Passage:
——————————

I like your cookbook, Skip. Monkey-see-monkey-do, we used to call it.
Your "3 principles" are basically sound. They resemble "Minimalism",
developed by Jack Carroll at IBM Yorktown Research.
There's a huge literature on the topic. E.g. see
http://www.hcibib.org/ --of which [task-oriented] documentation was a
substantial sub-topic.
A hot one in the late 80s, with a wealth of practitioners. But they
seem to be getting rarer. The state-of-art is actually going
backwards.
Was it Mark Twain? ... damned easy reading is damned hard writing.
Hard in the sense of "laborious", not "unresearched".

People nowadays just copy an example of manuals they like. But liking
is a poor predictor of effectiveness.

Ian


On Tue, Feb 9, 2010 at 6:06 AM, Skip Cave <s...@caveconsulting.com> wrote:
> I recently finished authoring a book that teaches beginners how to
> program VUI (voice user interface) applications  using a specialized
> (and obscure) programming language called Interaction Composer. I wrote
> the book, called "The Interaction Composer Cookbook" in a style similar
> to the "For Dummies" book series. Doing that gave me some insights as to
> what it takes to write for the novice.
>
> I have been told that my book makes it very easy even for rank beginners
> to start developing voice applications with the language. You can
> download a copy of the book in PDF format here:
> http://www.teledon.info/CVG/IC_Cookbook_v2.pdf
>
> I didn't use hyperlinks in this book because it was intended to be
> published in printed form as well as electronic form.
>
> This book is written in a linear tutorial style which makes it much
> easier to bring a novice along, than a random-access reference tutorial.

——————————

Provided data:
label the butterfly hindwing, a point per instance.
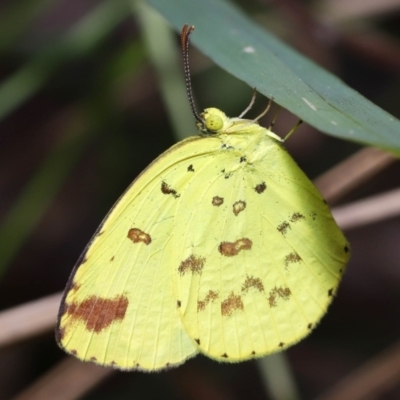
(259, 255)
(222, 245)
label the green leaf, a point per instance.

——————————

To-do list:
**1.** Answer these questions using the email:
(a) Who developed "Minimalism," and where?
(b) Why were no hyperlinks used in the cookbook?
(c) What programming language does the cookbook teach beginners?
**2.** Write a continuation of the email about the Interaction Composer cookbook, picking up after its last sentence.

The results:
**1.**
(a) Jack Carroll developed it at IBM Yorktown Research.
(b) The book was meant to be published in printed form as well as electronic form.
(c) It teaches Interaction Composer.

**2.**
> I was able to introduce new concepts in a linear sequence that optimizes
> the learning curve. The J reference-tutorial will be more difficult to
> create, as it needs to deal with readers who can enter the tutorial at
> any one of 120 places at random. However, I believe that there are a few
> key philosophies that I used when writing the book that are still valid,
> even for a random-access reference/tutorial.
>
> 1) Never introduce any concept before it is needed to explain the
> current example that you are working on. Putting lots of "this is
> interesting" or "you will eventually need to know this" links in the
> text will cause more distraction and confusion than help.
>
> 2) .Never talk about more of what a function can do than is needed for
> the current example.
>
> 3) Try to introduce only one new concept per example. For that matter,
> several examples may be needed to introduce one new concept. Take baby
> steps, not leaps of intuition
>
> I am convinced that a J tutorial can be made useful to both the total
> novice and more advanced users. However, people with the skills to write
> that way are fairly rare. It doesn't necessarily require a novice to
> help write the tutorial, though that can be very useful. However someone
> experienced that can remember exactly what problems they had, and what
> concepts were difficult to understand, can be just as helpful.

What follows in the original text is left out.